### SELECTED TEXT
-.-.-
The Yeppoon railway line ceased passenger services in 1978 and closed completely in 2004.

In January 2023, Carinity Education Rockhampton opened a campus in Mount Chalmers in former Mount Chalmers State School to provide special education services.

== Mining ==
Mount Chalmers developed as a mining settlement in the late 19th century following the discovery of copper and gold in the area. The Mount Chalmers mine was worked intermittently between 1899 and 1982, producing approximately 1.2 million tonnes of ore at average grades of 2.0% copper, 3.6 grams per tonne gold, and 19 grams per tonne silver.

The mine was originally operated by the Mount Chalmers Copper Mining Company in the early 1900s, later passing through a number of owners including Mount Morgan Limited and other operators during the mid-20th century. Mining ceased in 1982 when operations were closed due to falling metal prices and depletion of easily accessible ore.
-.-.-
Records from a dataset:
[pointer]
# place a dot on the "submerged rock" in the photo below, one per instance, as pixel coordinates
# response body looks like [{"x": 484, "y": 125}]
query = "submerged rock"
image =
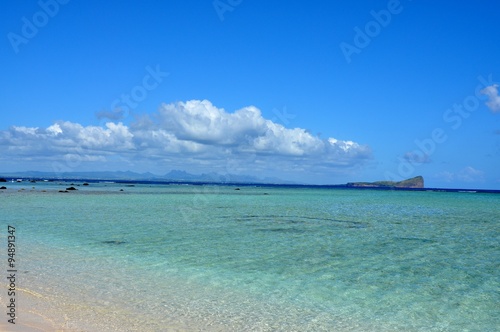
-.-.-
### EXERCISE DIRECTIONS
Proceed with the Mount Chalmers text, picking up after its last sentence.

### YOUR RESPONSE
The site has since attracted renewed interest from exploration companies. In the 2000s, Ausmelt Limited and Polymetals Mining undertook studies of the remaining resource. Since 2021, QMines Limited (ASX:QML) has held 100% ownership of the project and has reported updated resource estimates and feasibility studies as part of its evaluation of recommencing mining.
== Demographics ==
In the 2011 census, Mount Chalmers had a population of 216 people.

In the 2016 census, the population had increased to 235 people.

In the 2021 census, the population remained steady at 235 people.

== Education ==
Carinity Education Rockhampton is a special secondary co-educational school (Years 7 to 9) at 18 School Street. It is operated by the Baptist Union of Queensland and provides education for children who are not succeeding in a mainstream school by providing individualised support in a Christian setting. Students will then transfer to the school's Glenlee campus for later years of schooling. In 2023, the Mount Chalmers campus had 40 students.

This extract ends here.